Instructions to follow >> Give the listing again in full and exactly, apart from its pictures.

Records shown >>

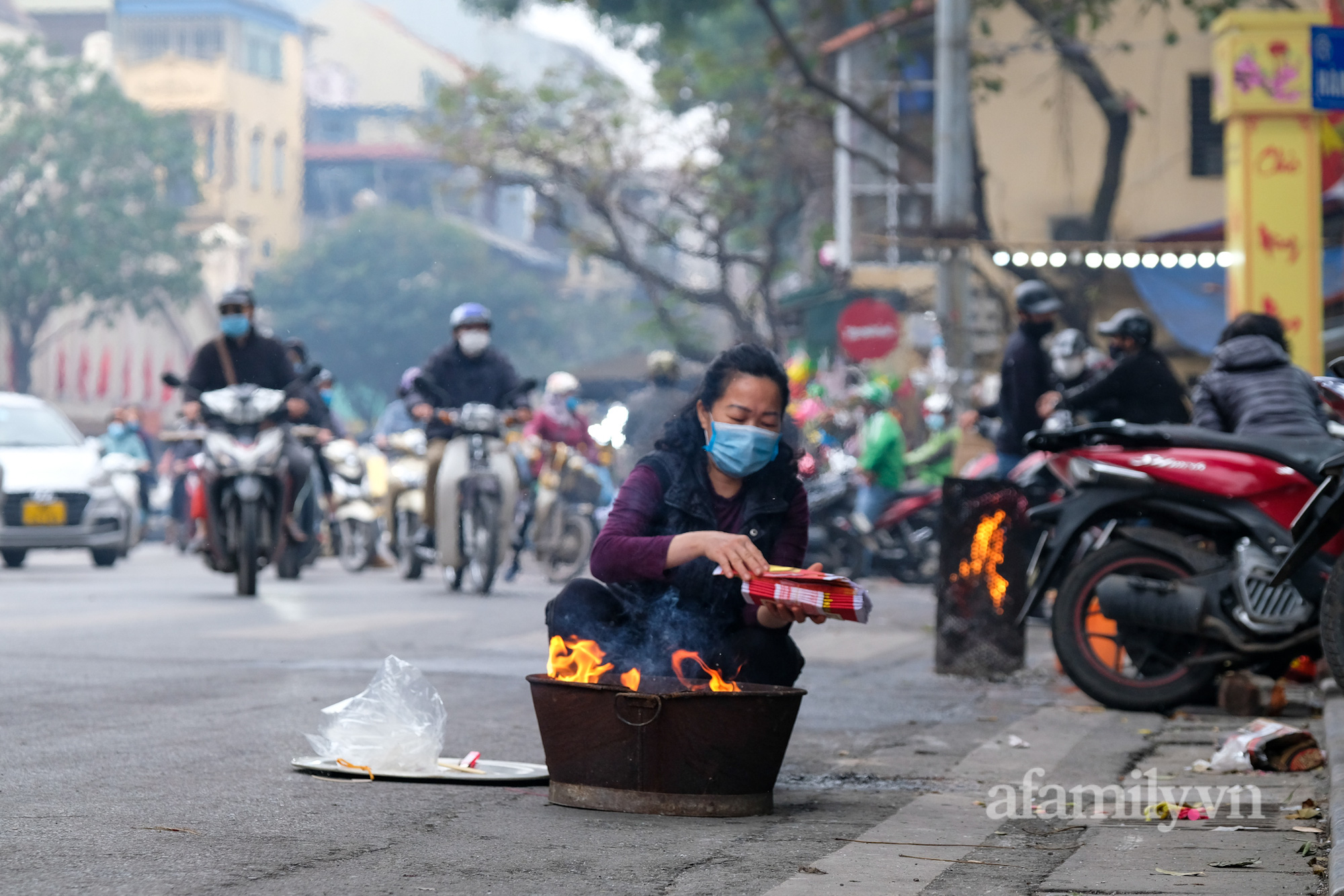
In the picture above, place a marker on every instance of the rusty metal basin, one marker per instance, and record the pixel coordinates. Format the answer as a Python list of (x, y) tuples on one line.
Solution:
[(665, 750)]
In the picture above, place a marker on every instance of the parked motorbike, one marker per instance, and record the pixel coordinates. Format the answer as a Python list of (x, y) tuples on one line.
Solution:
[(360, 483), (404, 507), (475, 512), (1318, 533), (1163, 546), (244, 480)]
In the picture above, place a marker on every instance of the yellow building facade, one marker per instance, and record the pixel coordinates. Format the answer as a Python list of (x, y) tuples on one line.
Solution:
[(237, 68)]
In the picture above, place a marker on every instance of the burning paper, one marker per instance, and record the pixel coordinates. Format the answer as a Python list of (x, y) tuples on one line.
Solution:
[(825, 594)]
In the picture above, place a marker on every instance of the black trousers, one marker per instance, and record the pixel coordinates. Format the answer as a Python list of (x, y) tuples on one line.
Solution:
[(591, 611)]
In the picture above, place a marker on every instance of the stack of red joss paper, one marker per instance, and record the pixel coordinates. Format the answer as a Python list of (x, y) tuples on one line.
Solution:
[(816, 593)]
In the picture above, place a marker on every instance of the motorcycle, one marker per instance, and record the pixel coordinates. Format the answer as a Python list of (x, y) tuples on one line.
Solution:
[(360, 483), (475, 512), (1319, 530), (1163, 546), (902, 543), (565, 512), (244, 482), (404, 507)]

Solved problem >>
In the picture above, place a marker on every instance of the rusty metal basin, one marker per instance, and record the pixel coordinates. Format the answer as a Python list of (x, y) tuples on one line.
Solution:
[(665, 750)]
In the picture above, place a marker on every instance of the parked motorbike, one marker per instance, and record the pixel coordinates. Format the answer as a Python list of (x, y) tuples on one line.
Solution:
[(360, 483), (404, 507), (475, 512), (1318, 533), (1163, 546), (244, 480)]
In the picture above, place a marker on every instance of the yellow building facade, one marker per instance, and record the pixel coordinates. Format the answer as a Python list of (x, y) tuples on one line.
Solution:
[(237, 68)]
In the picture above, place a marker on every instance of the burning paper, one marker per instance, and record the pixel coordinates. Format the answer as a Python list of (x, y) tuples on one line.
Solution:
[(825, 594)]
In the picture above, place a marker on every instance of the black trousers, one marker per instance, and record the pixel coordinates. Format the answer as a Python list of (x, y) tuples on one line.
Solution:
[(591, 611)]
In the picture above, place a marker on every instance of the stack of red joss paper, one marker per instance, and record the pixel coordinates. Format the answer as a Python list of (x, y) tuples on one line.
Solution:
[(816, 593)]
In the picture above, place a marker on every instance of the motorcycle, one marker per instance, and record the pixel coordinates. Format the answer as a Python list of (x, y) tuples on one line.
Solution:
[(360, 483), (475, 512), (1319, 530), (1163, 546), (902, 543), (565, 512), (244, 482), (404, 507)]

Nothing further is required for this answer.